### Extract
________

Michele Hartney
Chicago, USA – Textile
Michelle’s work explores social and political issues through textile, embroidery, installation, video, and performance. She utilise these materials to examine women’s health issues, rape culture, and politics, often inviting viewer interaction through performance and the Internet.
Dr. J. Marion Sims, the “father of modern gynecology,” experimented on female slaves, without providing anesthesia, to find a cure for the vesico-vaginal fistula. Seventeen-year old Anarcha, who had just given birth for the first time, was separated from her infant, trapped in Sims’ care, and operated on thirty times. The medical community has celebrated Sims for 170 years, yet most books fail to mention the torture he forced upon black women. Generations of medical students were taught that Sims was a hero and did not learn of his torturous acts, while white doctors continued to experiment on black men and women.
Each embroidered piece in ‘Anarcha’ is paired with a vintage obstetrics textbook that has been corrected with an attached footnote containing the truth. An accompanying viewer activated internet performance piece, Correcting History, is a call to action to amend library books with a downloadable bookmark provided on Hartney’s website that contains the truth about Sims’ experimentation on slaves. This includes a database constructed of 2,540 books, including thirteen different titles, with the location of libraries in all fifty states that contain the books in need of the truth.
Birth Words
a series of fabric works on canvas that show abusive things doctors said to their patients during childbirth.
Mother’s rights
In 2013, eight countries reported an increase in maternal mortality rates. This list included countries such as war-torn Afghanistan, and the United States, which was the only developed country on the list. The United States spends three times more money on childbirth than Great Britain, yet our maternal mortality rate is over three times higher.
Along with local midwives, doulas, and volunteers, we sewed 1,200 hospital gowns, one for every mother who died in childbirth in America in 2013. The fabric was silk-screened to look like hospital gown fabric, composed of tiny drawings created of the plant derivatives of the drugs that have been used on labouring women for the past 150 years.

________

### Supplied material
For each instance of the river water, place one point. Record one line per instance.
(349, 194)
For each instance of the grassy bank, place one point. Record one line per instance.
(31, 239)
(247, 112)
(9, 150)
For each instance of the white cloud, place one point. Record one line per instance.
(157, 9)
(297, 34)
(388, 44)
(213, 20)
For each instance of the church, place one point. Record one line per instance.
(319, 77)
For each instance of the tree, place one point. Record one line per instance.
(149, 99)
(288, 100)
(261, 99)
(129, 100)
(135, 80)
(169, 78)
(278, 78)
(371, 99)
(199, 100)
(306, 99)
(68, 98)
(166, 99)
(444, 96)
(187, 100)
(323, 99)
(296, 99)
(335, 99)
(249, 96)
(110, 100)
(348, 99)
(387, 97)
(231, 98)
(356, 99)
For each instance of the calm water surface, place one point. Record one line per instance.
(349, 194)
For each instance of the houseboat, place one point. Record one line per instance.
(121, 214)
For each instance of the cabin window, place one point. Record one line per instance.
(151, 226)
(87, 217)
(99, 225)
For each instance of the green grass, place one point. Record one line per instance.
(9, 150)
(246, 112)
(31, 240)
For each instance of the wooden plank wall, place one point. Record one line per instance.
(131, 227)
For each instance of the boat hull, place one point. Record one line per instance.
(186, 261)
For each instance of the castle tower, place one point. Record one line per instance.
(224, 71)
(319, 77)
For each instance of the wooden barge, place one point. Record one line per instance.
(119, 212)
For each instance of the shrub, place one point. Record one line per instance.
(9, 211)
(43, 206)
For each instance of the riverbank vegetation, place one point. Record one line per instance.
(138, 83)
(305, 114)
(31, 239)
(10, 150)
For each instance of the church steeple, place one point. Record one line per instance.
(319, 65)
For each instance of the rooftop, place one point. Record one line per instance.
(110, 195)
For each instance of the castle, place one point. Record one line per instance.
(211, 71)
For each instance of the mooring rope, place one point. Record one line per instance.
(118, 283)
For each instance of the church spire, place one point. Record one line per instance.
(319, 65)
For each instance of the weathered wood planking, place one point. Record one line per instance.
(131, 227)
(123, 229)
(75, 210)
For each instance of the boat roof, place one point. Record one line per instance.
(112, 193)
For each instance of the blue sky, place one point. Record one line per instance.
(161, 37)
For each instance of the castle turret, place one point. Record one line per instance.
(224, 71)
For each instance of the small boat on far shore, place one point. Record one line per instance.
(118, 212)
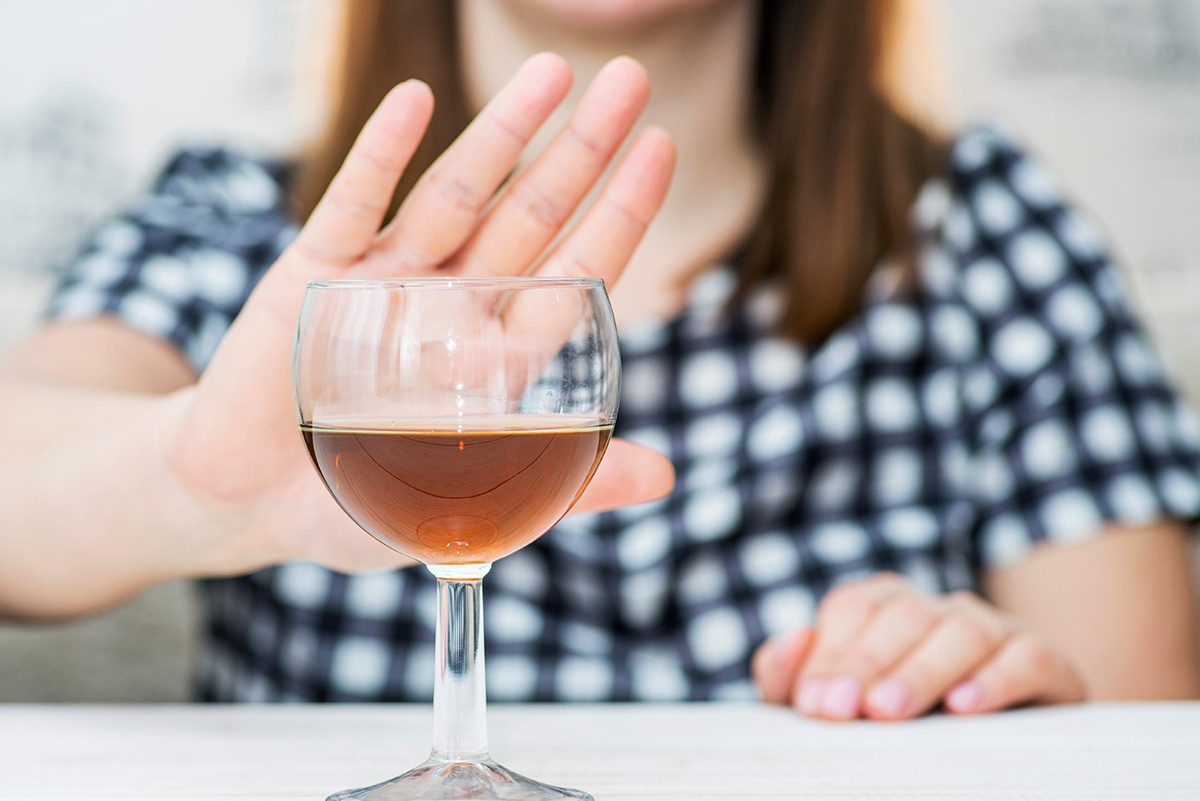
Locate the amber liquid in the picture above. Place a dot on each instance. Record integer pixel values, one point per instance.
(450, 497)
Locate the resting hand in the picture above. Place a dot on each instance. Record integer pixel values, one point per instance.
(885, 650)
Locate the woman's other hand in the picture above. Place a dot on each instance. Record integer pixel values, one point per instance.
(238, 451)
(885, 650)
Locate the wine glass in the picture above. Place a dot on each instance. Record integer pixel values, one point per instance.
(456, 420)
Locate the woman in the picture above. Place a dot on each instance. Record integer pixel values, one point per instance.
(925, 457)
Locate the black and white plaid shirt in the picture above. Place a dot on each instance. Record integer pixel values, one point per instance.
(1008, 399)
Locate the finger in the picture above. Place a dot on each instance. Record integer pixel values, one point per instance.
(539, 202)
(951, 652)
(603, 244)
(347, 218)
(1023, 670)
(775, 663)
(898, 626)
(628, 474)
(606, 238)
(444, 205)
(844, 613)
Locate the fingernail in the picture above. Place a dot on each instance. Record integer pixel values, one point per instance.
(810, 696)
(841, 697)
(889, 698)
(779, 650)
(966, 697)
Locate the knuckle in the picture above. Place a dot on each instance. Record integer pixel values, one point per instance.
(352, 205)
(971, 632)
(505, 126)
(869, 660)
(455, 192)
(846, 598)
(1032, 657)
(539, 206)
(964, 597)
(594, 150)
(631, 216)
(915, 610)
(379, 161)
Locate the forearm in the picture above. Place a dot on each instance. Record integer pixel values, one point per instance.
(90, 512)
(1120, 604)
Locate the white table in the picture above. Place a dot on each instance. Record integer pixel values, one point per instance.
(695, 752)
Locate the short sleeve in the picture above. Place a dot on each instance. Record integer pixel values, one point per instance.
(180, 264)
(1074, 423)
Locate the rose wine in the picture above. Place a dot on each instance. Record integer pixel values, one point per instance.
(455, 493)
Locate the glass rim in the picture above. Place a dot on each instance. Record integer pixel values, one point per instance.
(451, 282)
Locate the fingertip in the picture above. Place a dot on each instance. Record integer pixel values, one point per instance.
(413, 97)
(658, 475)
(967, 698)
(547, 67)
(657, 148)
(629, 71)
(413, 88)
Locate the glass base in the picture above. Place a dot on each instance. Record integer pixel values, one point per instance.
(438, 778)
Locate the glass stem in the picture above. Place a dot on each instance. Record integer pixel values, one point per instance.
(460, 697)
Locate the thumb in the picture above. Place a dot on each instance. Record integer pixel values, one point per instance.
(628, 474)
(777, 662)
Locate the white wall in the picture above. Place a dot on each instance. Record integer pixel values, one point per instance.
(94, 95)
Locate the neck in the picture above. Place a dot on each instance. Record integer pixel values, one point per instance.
(699, 60)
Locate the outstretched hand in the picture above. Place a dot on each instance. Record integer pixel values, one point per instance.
(238, 447)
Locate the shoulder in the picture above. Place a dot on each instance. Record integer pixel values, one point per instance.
(1001, 235)
(222, 181)
(180, 262)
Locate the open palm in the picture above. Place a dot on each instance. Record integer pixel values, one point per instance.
(238, 449)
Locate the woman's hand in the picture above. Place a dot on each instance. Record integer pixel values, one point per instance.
(885, 650)
(237, 450)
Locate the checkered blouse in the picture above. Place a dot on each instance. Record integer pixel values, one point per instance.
(1008, 399)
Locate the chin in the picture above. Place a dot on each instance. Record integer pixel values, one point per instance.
(612, 14)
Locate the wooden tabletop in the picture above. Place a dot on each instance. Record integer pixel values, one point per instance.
(695, 752)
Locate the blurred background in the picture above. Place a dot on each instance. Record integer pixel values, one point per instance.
(95, 96)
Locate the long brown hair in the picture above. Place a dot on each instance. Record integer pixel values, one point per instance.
(844, 163)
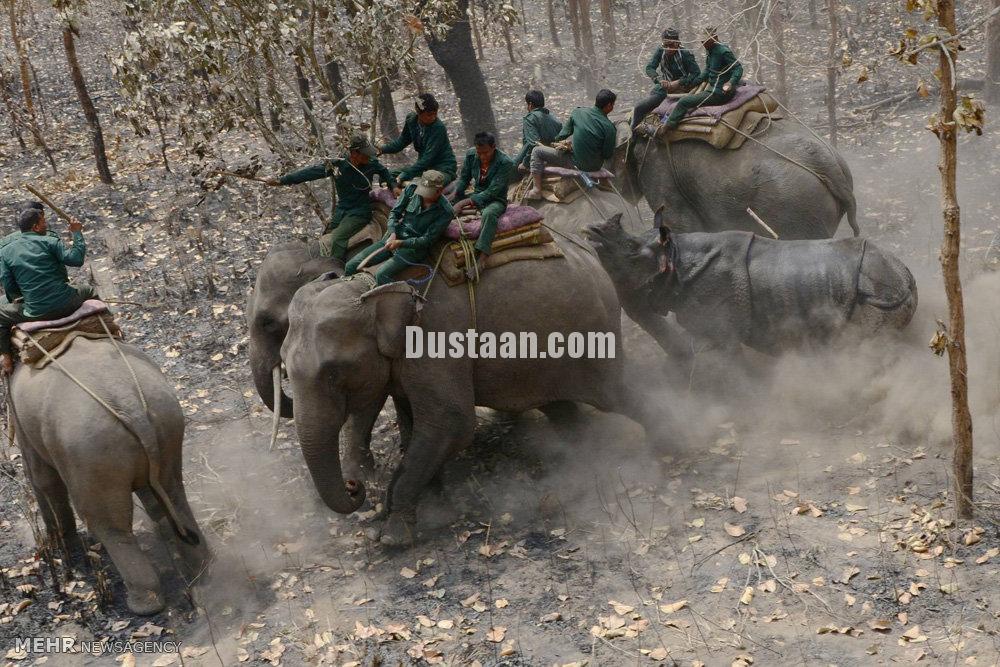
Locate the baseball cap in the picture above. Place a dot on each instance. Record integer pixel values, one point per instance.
(361, 144)
(430, 182)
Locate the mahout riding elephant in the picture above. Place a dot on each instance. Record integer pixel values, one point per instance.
(733, 288)
(286, 267)
(96, 453)
(793, 181)
(345, 352)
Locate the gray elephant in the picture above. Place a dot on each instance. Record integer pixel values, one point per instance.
(735, 288)
(345, 353)
(77, 451)
(796, 183)
(287, 267)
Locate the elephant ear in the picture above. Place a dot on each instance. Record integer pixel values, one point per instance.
(394, 311)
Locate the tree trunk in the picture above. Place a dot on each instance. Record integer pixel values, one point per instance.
(388, 122)
(15, 123)
(24, 70)
(778, 28)
(572, 7)
(961, 419)
(89, 112)
(608, 26)
(553, 29)
(831, 72)
(993, 57)
(456, 57)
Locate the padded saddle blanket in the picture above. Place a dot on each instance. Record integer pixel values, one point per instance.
(724, 126)
(56, 336)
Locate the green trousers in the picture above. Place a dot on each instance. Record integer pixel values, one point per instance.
(490, 215)
(341, 230)
(13, 313)
(689, 103)
(390, 264)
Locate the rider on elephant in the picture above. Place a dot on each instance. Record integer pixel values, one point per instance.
(490, 170)
(352, 176)
(33, 267)
(538, 126)
(429, 138)
(592, 138)
(722, 73)
(672, 69)
(417, 220)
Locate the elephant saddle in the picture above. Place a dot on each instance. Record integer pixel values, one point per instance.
(92, 320)
(725, 126)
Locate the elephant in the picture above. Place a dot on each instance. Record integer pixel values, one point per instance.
(345, 352)
(733, 288)
(92, 448)
(797, 184)
(287, 267)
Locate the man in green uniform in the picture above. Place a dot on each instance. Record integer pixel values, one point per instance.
(723, 73)
(34, 278)
(592, 137)
(672, 70)
(429, 138)
(490, 170)
(538, 127)
(417, 220)
(352, 176)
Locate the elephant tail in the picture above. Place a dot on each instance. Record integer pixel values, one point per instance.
(145, 433)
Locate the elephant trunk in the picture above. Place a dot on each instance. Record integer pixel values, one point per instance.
(319, 429)
(264, 360)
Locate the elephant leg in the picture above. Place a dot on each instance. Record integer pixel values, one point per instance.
(427, 453)
(358, 461)
(565, 418)
(107, 511)
(404, 419)
(53, 503)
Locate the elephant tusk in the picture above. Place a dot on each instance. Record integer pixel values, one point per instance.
(276, 419)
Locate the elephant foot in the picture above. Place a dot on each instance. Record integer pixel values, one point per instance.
(397, 531)
(144, 602)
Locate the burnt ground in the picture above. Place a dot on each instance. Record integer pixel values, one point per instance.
(808, 520)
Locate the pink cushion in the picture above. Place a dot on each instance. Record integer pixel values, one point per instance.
(563, 171)
(89, 307)
(514, 217)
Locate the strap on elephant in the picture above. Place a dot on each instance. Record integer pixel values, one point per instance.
(154, 465)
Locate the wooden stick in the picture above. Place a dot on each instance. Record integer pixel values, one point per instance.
(48, 202)
(761, 222)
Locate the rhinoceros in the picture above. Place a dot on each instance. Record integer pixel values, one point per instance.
(735, 287)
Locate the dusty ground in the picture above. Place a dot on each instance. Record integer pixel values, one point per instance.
(809, 522)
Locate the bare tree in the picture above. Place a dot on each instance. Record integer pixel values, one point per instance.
(832, 67)
(993, 57)
(553, 30)
(86, 103)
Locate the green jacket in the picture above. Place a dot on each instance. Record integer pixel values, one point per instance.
(34, 266)
(432, 145)
(538, 127)
(679, 67)
(721, 66)
(416, 226)
(593, 137)
(494, 187)
(353, 184)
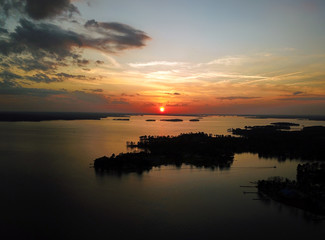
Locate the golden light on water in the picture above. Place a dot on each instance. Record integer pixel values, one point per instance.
(162, 109)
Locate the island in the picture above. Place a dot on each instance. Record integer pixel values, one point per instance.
(121, 119)
(217, 151)
(172, 120)
(50, 116)
(307, 192)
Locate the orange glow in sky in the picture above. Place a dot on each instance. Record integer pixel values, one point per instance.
(162, 109)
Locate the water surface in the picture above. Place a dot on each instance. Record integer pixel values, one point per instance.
(50, 192)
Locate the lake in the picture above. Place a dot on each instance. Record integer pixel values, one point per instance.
(50, 191)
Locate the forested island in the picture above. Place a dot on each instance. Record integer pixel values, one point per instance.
(307, 192)
(217, 151)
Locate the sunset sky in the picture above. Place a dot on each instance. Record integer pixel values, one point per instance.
(189, 56)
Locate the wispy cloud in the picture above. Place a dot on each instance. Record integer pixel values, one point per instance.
(155, 63)
(237, 98)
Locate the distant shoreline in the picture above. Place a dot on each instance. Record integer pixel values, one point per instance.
(50, 116)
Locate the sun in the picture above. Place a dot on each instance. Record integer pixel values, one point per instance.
(162, 109)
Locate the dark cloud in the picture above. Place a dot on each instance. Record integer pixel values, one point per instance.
(127, 95)
(236, 98)
(120, 102)
(40, 40)
(312, 98)
(176, 105)
(297, 93)
(98, 90)
(49, 40)
(40, 9)
(37, 9)
(41, 77)
(40, 92)
(9, 76)
(2, 30)
(82, 62)
(175, 93)
(114, 36)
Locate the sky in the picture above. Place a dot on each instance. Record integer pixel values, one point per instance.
(188, 56)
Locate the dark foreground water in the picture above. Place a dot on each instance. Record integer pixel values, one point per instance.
(48, 190)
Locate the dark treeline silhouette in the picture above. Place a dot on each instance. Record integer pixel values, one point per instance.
(307, 192)
(270, 141)
(172, 120)
(217, 151)
(47, 116)
(195, 149)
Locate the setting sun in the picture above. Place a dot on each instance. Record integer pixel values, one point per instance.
(162, 109)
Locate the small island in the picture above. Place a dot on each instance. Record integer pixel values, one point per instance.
(172, 120)
(217, 151)
(121, 119)
(307, 192)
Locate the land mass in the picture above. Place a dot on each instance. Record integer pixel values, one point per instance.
(307, 192)
(217, 151)
(48, 116)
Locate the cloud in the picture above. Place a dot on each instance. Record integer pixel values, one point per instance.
(297, 93)
(175, 93)
(113, 36)
(315, 98)
(120, 102)
(9, 76)
(236, 98)
(41, 77)
(155, 63)
(49, 40)
(37, 9)
(40, 9)
(227, 61)
(176, 105)
(98, 90)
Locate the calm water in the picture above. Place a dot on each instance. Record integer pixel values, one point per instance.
(50, 192)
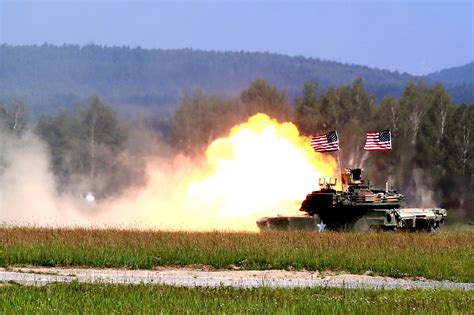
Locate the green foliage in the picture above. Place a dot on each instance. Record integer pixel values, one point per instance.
(261, 97)
(199, 118)
(445, 255)
(124, 75)
(76, 298)
(14, 116)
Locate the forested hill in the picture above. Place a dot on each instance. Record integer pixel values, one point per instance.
(52, 75)
(459, 81)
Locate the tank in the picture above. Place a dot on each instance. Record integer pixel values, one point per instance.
(357, 207)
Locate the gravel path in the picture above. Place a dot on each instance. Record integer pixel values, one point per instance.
(187, 277)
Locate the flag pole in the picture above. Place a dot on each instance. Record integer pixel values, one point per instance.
(339, 162)
(340, 167)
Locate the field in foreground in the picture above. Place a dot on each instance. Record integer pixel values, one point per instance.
(443, 256)
(89, 298)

________

### The task
Pick up the profile of textile artist Michele Hartney after its last sentence and keep it going. The data has no connection to the profile of textile artist Michele Hartney.

### Answer box
For the performance, several pairs of women stood facing each other folding the gowns into triangles; similar to the way the American flag is folded at the funeral of a solider. The traditional flag folding ceremony includes twelve symbolic folds, with the ninth fold symbolizing womanhood. These hospital gowns have been cut to a length that allows the fabric to stop on the ninth fold. The folded gowns represent not only the 1,200 women who died during childbirth in the United States in 2013, but also the women who have suffered abuse at the hands of obstetricians and nurses, and for the increasing number of women who are being diagnosed with postpartum PTSD after giving birth.
The current iteration of the Mother’s Right performance includes adhering a patch onto the gowns that represent the number of black and brown women who died during childbirth compared to caucasian women.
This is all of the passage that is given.